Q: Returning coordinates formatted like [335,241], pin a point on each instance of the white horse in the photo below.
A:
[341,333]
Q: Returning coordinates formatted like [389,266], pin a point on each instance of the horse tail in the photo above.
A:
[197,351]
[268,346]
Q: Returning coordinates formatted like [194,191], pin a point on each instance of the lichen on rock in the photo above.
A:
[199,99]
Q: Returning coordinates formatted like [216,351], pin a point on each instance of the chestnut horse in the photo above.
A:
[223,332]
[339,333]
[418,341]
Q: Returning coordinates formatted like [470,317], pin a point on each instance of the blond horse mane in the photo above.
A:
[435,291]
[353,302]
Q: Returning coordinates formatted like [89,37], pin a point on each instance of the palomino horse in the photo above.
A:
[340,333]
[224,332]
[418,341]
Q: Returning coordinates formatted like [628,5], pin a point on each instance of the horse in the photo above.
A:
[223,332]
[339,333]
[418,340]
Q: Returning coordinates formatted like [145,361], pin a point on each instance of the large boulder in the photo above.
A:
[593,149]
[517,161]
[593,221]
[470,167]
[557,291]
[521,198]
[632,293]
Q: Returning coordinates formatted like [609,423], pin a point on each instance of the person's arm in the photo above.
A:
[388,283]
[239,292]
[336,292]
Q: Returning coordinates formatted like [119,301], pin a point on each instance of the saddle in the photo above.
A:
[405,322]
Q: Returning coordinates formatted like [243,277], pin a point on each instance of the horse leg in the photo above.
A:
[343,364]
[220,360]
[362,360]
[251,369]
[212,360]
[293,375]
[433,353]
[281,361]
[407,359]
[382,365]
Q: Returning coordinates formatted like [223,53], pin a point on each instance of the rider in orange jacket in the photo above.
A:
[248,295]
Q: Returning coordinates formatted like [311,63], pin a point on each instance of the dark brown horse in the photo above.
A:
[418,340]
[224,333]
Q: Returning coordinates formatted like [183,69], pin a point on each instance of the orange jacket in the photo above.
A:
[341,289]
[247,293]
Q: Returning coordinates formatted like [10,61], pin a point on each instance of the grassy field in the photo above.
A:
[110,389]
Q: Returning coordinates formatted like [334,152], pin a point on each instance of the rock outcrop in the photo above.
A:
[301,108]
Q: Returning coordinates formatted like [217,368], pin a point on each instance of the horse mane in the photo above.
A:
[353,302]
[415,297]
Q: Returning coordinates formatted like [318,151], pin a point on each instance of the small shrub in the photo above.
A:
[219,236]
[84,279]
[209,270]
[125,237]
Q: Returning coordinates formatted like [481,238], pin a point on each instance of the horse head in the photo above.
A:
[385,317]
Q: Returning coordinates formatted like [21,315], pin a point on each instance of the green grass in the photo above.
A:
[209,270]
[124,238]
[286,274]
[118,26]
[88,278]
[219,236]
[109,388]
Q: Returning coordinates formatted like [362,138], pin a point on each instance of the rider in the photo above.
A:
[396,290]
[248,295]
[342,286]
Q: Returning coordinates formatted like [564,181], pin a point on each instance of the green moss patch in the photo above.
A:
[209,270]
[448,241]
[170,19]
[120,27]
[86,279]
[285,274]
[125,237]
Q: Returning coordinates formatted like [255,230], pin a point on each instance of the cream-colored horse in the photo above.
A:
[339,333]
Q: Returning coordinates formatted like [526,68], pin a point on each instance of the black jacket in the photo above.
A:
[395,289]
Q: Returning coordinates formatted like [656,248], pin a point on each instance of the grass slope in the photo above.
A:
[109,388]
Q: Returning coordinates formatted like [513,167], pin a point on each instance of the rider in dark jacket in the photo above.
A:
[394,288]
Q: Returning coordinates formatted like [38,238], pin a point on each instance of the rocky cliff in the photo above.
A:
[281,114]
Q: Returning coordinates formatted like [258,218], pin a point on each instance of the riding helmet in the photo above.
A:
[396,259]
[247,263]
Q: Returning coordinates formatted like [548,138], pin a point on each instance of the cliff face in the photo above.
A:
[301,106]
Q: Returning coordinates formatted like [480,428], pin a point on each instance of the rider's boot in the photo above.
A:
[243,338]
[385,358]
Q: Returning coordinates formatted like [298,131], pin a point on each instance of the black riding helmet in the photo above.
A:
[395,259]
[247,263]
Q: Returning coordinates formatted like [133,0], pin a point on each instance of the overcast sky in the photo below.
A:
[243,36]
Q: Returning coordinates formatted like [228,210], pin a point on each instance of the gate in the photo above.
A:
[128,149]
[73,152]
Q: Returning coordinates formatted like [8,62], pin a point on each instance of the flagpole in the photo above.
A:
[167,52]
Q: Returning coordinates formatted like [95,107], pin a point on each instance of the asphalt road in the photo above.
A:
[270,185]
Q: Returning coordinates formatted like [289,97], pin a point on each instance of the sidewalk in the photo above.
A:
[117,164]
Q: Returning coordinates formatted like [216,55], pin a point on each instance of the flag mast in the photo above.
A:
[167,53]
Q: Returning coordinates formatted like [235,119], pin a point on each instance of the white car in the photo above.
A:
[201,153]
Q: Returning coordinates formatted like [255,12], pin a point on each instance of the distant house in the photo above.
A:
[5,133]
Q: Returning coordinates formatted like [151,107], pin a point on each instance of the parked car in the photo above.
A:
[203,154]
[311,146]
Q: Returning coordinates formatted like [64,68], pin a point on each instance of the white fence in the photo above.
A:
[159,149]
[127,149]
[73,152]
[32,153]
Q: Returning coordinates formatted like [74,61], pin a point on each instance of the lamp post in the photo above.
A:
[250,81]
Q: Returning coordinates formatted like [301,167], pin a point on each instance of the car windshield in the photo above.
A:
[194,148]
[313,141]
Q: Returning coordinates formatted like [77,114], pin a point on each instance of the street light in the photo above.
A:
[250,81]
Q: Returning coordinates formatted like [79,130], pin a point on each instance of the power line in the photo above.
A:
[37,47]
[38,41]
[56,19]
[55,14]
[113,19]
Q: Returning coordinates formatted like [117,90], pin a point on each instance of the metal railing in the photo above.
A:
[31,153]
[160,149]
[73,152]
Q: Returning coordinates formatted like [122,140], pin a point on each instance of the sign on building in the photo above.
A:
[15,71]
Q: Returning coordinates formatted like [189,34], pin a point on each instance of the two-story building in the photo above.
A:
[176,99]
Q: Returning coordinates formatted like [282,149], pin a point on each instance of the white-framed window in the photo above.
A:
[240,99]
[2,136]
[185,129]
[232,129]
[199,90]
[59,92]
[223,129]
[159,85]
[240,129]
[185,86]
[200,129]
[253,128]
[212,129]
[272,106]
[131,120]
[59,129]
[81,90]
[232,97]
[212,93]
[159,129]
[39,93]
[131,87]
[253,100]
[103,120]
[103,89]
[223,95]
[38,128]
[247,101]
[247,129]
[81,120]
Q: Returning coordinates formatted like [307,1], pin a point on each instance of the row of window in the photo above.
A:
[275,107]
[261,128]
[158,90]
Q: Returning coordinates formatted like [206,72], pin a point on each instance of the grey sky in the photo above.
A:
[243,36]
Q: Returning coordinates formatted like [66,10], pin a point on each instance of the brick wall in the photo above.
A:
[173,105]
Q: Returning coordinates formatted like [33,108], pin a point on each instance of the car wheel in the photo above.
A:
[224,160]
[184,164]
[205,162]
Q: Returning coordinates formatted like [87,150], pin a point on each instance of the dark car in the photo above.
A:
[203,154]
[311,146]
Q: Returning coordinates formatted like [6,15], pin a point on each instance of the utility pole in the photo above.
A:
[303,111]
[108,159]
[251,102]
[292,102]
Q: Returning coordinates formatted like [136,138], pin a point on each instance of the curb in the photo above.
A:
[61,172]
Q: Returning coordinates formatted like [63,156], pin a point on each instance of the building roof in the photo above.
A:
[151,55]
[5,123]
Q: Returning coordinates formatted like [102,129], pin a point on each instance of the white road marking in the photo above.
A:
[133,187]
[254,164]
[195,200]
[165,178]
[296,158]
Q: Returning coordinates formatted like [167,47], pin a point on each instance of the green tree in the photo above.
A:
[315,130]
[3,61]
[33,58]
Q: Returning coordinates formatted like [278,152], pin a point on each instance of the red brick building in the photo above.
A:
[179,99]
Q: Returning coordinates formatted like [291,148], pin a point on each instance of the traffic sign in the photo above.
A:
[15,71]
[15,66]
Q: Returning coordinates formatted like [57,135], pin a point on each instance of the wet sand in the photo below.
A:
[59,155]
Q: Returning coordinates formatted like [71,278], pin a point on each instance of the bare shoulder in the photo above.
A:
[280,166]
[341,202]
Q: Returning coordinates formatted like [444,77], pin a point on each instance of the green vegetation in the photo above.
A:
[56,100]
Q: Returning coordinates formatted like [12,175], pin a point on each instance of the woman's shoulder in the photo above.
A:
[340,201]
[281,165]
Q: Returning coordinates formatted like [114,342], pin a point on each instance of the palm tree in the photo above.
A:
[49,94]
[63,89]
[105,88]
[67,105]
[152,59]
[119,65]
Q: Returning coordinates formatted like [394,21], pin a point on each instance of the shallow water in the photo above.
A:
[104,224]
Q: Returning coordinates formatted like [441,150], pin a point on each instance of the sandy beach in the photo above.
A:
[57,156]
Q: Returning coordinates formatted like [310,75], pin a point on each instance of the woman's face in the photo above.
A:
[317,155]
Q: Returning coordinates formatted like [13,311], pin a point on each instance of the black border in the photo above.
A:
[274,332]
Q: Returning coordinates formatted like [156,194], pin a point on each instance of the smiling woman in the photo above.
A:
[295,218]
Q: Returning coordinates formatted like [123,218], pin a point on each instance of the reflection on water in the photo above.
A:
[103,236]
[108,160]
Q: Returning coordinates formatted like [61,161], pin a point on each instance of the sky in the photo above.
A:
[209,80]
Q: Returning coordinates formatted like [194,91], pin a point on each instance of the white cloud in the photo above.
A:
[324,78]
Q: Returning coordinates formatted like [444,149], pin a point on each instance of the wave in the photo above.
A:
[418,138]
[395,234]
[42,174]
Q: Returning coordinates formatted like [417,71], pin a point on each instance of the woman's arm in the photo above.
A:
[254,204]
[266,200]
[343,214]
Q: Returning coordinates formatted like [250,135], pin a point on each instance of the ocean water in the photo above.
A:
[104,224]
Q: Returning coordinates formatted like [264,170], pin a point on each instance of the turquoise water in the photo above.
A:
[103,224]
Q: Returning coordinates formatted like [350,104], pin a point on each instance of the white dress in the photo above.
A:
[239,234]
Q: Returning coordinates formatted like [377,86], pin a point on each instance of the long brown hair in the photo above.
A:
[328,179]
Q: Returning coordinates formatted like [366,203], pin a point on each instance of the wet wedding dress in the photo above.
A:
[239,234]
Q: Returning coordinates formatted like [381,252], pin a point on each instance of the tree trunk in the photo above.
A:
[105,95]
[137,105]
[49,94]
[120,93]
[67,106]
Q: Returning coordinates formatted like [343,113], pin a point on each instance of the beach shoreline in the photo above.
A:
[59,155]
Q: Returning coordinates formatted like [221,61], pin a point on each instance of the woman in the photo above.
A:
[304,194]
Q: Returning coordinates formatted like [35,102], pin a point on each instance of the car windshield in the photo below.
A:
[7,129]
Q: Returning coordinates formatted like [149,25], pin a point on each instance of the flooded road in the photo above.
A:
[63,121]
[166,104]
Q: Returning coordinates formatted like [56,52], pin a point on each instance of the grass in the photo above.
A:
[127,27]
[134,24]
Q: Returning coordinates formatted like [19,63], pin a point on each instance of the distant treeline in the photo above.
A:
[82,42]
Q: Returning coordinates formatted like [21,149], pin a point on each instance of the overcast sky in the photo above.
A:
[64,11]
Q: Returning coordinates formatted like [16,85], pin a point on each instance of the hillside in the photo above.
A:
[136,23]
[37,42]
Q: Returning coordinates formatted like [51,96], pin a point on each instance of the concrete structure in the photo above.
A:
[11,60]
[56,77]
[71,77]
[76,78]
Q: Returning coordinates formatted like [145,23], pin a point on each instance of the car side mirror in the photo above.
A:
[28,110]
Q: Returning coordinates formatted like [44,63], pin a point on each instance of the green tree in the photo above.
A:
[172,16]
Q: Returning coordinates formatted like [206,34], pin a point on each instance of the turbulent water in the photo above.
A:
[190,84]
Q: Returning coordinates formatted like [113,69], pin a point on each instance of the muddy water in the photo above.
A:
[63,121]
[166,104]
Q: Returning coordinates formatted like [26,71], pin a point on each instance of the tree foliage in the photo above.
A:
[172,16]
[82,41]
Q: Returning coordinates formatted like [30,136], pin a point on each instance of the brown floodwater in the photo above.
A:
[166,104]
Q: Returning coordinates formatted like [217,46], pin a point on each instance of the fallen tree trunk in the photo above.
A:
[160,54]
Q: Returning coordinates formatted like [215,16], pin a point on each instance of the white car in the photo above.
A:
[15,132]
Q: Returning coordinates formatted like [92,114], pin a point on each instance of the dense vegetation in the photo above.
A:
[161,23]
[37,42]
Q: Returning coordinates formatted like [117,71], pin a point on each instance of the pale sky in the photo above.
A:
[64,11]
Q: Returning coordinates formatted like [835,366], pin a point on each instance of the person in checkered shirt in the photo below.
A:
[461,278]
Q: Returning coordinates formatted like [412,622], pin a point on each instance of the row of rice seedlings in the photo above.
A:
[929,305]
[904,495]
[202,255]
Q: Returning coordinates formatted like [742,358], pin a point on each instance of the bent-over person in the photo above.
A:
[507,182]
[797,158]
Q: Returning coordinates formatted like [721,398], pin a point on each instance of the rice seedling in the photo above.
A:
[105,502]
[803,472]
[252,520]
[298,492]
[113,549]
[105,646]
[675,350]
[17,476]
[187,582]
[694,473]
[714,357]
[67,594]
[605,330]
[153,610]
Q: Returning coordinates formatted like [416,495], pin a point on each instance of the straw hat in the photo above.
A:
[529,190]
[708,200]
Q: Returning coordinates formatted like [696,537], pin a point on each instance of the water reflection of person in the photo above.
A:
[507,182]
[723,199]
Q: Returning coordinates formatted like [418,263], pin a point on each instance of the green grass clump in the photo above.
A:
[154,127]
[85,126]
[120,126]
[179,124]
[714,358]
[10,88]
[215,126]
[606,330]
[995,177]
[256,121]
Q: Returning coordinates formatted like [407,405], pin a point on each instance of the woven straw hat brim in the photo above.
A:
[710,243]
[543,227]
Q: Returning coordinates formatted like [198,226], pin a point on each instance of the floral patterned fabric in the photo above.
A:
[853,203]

Directions for this task
Output the line containing "Q: Returning coordinates formatted like [117,71], pin" and all lines after it to the end of the records, exactly as given.

Response to this task
Q: Returning coordinates formatted like [117,71], pin a point on each instance of the pale sky in the photo above.
A:
[64,11]
Q: Returning coordinates formatted like [835,366], pin a point on each instance of the person in checkered shirt in the photo below.
A:
[461,278]
Q: Returning coordinates formatted like [412,622], pin a point on each instance of the row of rice seedlings in the photo above.
A:
[929,305]
[904,495]
[202,255]
Q: Returning coordinates formatted like [742,358], pin a point on each instance of the bent-over person in the photo above.
A:
[507,182]
[797,158]
Q: Returning coordinates formatted like [721,398], pin a point on each instance of the rice seedling in the photo above.
A:
[105,502]
[803,472]
[252,520]
[298,492]
[113,549]
[105,646]
[675,350]
[17,476]
[187,582]
[694,473]
[714,357]
[67,594]
[605,330]
[153,610]
Q: Returning coordinates formatted like [416,495], pin a point on each instance of the straw hat in the photo above.
A:
[529,190]
[708,200]
Q: Returning coordinates formatted like [696,537], pin a point on each instance of the water reflection of person in the photo above.
A:
[507,182]
[723,199]
Q: Returning coordinates formatted like [418,263], pin a point on each instance of the green grass clump in the photo above.
A:
[154,127]
[85,126]
[120,126]
[179,124]
[714,358]
[10,88]
[215,126]
[606,330]
[995,177]
[256,121]
Q: Returning coordinates formatted like [407,405], pin a point on each instance of the woven straw hat brim in the photo above.
A:
[710,243]
[543,227]
Q: Returning coordinates formatted like [198,226], pin a point on each instance of the floral patterned fabric in the photo above.
A:
[853,203]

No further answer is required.